■ Aim
Please give back every one of the rows below, character for character, with the pictures omitted.

* Begin Supplied material *

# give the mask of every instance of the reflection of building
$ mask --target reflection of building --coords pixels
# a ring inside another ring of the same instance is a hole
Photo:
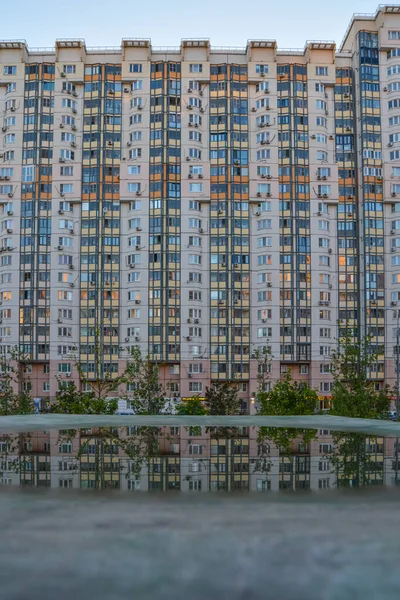
[[[139,344],[174,397],[227,380],[248,409],[269,345],[329,397],[338,321],[393,382],[399,32],[388,6],[339,51],[0,42],[0,355],[33,396]]]
[[[280,442],[282,443],[282,438]],[[326,490],[395,485],[392,438],[319,430],[278,447],[257,428],[121,427],[0,439],[0,485],[130,491]]]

* End Supplied material *

■ Output
# give the mask of every instance of the reflection of building
$ mask --target reflection of building --coords pixels
# a ring inside another ring of the same instance is a hole
Photo:
[[[139,344],[174,397],[227,380],[248,409],[269,345],[329,397],[338,321],[393,382],[399,32],[388,6],[339,51],[0,42],[0,355],[33,396]]]
[[[280,442],[282,443],[282,438]],[[326,490],[395,485],[392,438],[319,430],[278,447],[257,428],[121,427],[0,439],[0,485],[130,491]]]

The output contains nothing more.